◆ **SET EXERCISE**:
Report how many lines of the data below contain the word "white". Give only the number.

◆ **RECORDS FOR THE EXERCISE**:

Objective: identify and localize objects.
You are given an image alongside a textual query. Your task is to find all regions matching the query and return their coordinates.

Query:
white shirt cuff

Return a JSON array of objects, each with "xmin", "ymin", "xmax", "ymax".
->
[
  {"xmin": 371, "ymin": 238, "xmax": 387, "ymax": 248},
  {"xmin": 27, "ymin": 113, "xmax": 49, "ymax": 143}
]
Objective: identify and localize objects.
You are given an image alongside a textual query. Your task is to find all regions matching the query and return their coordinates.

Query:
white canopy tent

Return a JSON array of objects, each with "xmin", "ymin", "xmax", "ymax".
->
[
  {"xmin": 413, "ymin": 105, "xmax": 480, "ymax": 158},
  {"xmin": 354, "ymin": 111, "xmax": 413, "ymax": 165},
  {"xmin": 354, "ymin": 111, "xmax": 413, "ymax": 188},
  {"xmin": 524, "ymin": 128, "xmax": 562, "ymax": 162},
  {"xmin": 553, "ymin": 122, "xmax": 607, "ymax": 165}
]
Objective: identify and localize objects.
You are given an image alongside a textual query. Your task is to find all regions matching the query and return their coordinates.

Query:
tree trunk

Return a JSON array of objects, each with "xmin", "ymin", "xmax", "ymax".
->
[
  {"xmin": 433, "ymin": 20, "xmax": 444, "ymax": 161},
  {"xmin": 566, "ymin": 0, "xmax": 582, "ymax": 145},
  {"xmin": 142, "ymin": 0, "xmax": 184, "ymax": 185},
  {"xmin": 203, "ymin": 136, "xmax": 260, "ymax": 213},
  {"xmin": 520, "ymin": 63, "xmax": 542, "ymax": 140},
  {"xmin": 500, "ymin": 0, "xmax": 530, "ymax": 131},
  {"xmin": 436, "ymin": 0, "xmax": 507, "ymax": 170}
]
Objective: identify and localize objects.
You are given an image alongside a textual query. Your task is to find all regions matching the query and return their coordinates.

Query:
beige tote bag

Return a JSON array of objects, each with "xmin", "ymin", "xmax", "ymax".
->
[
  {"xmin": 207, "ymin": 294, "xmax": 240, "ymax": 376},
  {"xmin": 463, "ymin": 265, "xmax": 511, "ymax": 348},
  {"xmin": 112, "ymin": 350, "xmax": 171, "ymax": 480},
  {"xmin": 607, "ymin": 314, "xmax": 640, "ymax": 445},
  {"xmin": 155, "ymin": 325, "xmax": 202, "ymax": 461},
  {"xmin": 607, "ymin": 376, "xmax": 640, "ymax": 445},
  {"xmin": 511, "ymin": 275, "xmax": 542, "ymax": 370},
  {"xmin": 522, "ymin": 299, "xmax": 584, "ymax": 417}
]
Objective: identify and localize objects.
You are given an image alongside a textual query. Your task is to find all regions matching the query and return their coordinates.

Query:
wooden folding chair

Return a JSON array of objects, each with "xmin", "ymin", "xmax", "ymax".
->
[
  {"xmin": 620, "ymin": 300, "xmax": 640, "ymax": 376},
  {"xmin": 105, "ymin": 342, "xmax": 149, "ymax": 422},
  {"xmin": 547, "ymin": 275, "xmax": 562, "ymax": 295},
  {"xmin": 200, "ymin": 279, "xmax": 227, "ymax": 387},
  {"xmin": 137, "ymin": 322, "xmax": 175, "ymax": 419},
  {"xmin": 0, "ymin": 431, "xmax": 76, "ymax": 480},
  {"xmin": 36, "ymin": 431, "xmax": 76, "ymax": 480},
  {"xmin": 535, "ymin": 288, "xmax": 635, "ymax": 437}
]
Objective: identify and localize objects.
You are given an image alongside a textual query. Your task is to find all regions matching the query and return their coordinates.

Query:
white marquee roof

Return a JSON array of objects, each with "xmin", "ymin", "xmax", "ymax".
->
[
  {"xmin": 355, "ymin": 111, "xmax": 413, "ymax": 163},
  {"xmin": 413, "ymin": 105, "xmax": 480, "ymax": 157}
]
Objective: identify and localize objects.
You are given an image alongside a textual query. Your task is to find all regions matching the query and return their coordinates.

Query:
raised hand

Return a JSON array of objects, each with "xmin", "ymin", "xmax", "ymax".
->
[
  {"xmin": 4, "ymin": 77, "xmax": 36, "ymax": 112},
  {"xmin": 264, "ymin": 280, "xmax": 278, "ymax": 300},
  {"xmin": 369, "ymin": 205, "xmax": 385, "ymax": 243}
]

◆ **TASK RESULT**:
3